Alan G. Kipnis, John M. Cooney, Arnstein & Lehr, LLP, Fort Lauderdale, TX, for Defendants KeyBank National Association.

ORDER DENYING MOTION TO COMPEL ARBITRATION

JAMES LAWRENCE KING, District Judge.

THIS CAUSE comes before the Court upon KeyBank's Motion to Compel Arbitration (DE # 425) filed May 3, 2010. On May 20, 2010, Plaintiff Responded (DE # 493) and on June 1, 2010, Defendant Replied (DE # 530).

Currently the Court has ruled on six (6) previously filed Motions to Compel Arbitration. Five were denied (DE # 447) and one was granted (DE # 514). This Court's May 10th Order Denying Motions to Compel Arbitration and May 25th Order Granting the Motion to Compel Arbitration are incorporated into this Order by reference and the Court will not restate the factual background or legal basis for those Opinions.

In this Order the Court addresses: (A) whether Ohio or Washington law applies; and (B) whether the arbitration provision and its un-severable class action waiver are unconscionable under the applicable law.

A. Choice of Law Analysis

The parties disagree on whether the state law of Ohio or Washington applies to the interpretation of this Agreement. Ohio law is the law specified by the Agreement. (Agreement at ¶ 26, Ex. A to Def. Mot. to Compel Arb. (“This Agreement and all Accounts shall be governed by the laws of the State of Ohio (without regard to conflict of law rules) and applicable federal law, but with respect to all fees and charges related to your Account, federal law alone controls.”).) Washington law, on the other hand, is the law of the forum state; the case was filed in the Western District of Washington.

In a multi-district litigation case, the transferee court applies the choice of law rules of the state in which the action was filed. Menowitz v. Brown, 991 F.2d 36, 40 (2d Cir.1993) (citations omitted). The Court must therefore undertake a choice of law analysis under Washington law to determine whether Washington or Ohio law applies. See James Russell Engineering Works, Inc. v. Clean Fuels, LLC, No. C08-1427-MJP, 2009 WL 2406331 (W.D.Wa., August 3, 2009). Under Washington law, “choosing the applicable law is a two-part inquiry: first a court must determine whether there is an actual and meaningful difference between the potentially applicable laws; and second, a court must determine whether the parties' choice-of-law is actually effective.” Coneff v. AT & T Corp., 620 F.Supp.2d 1248, 1252 (W.D.Wash.2009).

First, “there must be an actual conflict between the laws or interests of Washington and the laws or interests of another state....” Id. (citation omitted). Here, an actual conflict exists. As the court in Coneff noted, “there is a split of authority in this country over the enforceability of class-action waivers.” 620 F.Supp.2d at 1253 (citing Scott v. Cingular Wireless, 160 Wash.2d 843, 161 P.3d 1000, 1004-05 (2007) (collecting cases)) (finding Washington law in contrast with Virginia, Illinois, and Alabama law which have all upheld arbitration clauses). Generally, Washington courts have invalidated class action waivers, whereas Ohio courts have upheld these waivers. See e.g., Scott, 161 P.3d at 1004-05; Credit Acceptance Corp. v. Davisson, 644 F.Supp.2d 948 (N.D.Ohio 2009). For example, a Washington court invalidated a class action waiver when applied to Washington's Consumer Protection Act ( Scott, 161 P.3d at 1006), whereas an Ohio court upheld the waiver in connection with Ohio's Consumer Protection Act ( Credit Acceptance Corp., 644 F.Supp.2d at 958-59). Further, whereas Ohio law requires both substantive and procedural unconscionability to invalidate a provision, under Washington law a provision may be deemed unenforceable based solely upon substantive unconscionability. See e.g., Hayes v. Oakridge Home, 122 Ohio St.3d 63, 908 N.E.2d 408, 412 (2009); Coneff, 620 F.Supp.2d at 1256. Thus, there is an actual conflict between Washington and Ohio law.

[Rows from a pointing dataset]
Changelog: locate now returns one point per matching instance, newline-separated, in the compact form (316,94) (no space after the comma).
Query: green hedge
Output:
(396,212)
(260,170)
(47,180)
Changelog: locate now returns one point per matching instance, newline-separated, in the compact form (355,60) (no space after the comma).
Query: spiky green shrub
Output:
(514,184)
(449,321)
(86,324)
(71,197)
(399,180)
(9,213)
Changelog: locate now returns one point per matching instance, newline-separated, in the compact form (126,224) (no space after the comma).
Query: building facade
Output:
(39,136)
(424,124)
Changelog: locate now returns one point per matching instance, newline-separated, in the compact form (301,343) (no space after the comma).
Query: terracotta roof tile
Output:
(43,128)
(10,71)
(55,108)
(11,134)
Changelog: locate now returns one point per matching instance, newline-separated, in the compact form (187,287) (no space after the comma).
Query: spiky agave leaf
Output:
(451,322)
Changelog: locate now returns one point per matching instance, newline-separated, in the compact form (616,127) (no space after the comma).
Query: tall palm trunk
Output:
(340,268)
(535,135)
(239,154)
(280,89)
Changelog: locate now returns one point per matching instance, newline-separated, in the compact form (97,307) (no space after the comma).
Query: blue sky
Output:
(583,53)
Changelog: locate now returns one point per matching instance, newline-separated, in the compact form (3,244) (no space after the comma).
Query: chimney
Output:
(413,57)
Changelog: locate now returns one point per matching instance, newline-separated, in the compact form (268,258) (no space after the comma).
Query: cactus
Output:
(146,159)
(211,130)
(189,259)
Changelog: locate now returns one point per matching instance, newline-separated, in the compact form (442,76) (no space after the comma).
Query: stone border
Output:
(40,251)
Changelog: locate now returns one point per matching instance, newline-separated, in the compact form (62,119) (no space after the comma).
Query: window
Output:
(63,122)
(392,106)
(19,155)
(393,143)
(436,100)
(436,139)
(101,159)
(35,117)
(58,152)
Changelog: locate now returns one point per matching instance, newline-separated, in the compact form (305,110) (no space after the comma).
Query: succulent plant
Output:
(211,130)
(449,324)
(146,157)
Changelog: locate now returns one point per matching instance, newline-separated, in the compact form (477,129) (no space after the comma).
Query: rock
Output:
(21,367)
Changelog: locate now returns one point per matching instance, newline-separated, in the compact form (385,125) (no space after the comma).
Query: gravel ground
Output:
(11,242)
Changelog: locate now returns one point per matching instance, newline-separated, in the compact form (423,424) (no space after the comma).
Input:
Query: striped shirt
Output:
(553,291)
...
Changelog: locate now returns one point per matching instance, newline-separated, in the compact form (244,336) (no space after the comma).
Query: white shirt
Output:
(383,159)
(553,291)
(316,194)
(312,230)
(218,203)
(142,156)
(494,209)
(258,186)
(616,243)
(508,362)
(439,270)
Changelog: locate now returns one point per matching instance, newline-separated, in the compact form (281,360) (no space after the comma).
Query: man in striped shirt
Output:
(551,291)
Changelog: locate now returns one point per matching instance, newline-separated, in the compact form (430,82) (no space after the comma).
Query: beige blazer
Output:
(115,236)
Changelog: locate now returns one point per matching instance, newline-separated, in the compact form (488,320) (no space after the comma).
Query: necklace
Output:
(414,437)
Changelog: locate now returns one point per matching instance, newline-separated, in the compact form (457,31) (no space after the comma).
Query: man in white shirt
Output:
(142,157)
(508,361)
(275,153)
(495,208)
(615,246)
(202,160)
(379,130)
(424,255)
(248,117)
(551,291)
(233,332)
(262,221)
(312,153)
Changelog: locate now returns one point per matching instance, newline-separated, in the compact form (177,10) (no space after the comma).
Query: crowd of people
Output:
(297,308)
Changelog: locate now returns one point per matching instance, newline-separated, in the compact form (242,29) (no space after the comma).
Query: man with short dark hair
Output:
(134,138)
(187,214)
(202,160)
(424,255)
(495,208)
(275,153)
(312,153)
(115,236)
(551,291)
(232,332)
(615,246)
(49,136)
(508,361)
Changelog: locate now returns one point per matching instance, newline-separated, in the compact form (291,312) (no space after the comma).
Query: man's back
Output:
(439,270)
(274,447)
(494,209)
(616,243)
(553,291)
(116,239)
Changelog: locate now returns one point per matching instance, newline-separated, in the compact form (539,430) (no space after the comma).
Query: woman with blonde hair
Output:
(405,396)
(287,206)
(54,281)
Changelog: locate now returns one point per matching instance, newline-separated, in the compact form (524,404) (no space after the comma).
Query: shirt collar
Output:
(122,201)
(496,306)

▶ **TASK DIRECTIONS**: Summarize the court order in two sentences.

▶ **OUTPUT FOR THIS TASK**: The court takes up KeyBank's Motion to Compel Arbitration and addresses whether Ohio or Washington law applies and whether the arbitration provision and its class action waiver are unconscionable. Conducting its choice of law analysis under Washington law, the court finds an actual conflict between the two states' laws: Washington courts have generally invalidated class action waivers while Ohio courts have upheld them, and Ohio requires both substantive and procedural unconscionability to invalidate a provision, whereas Washington can rely on substantive unconscionability alone.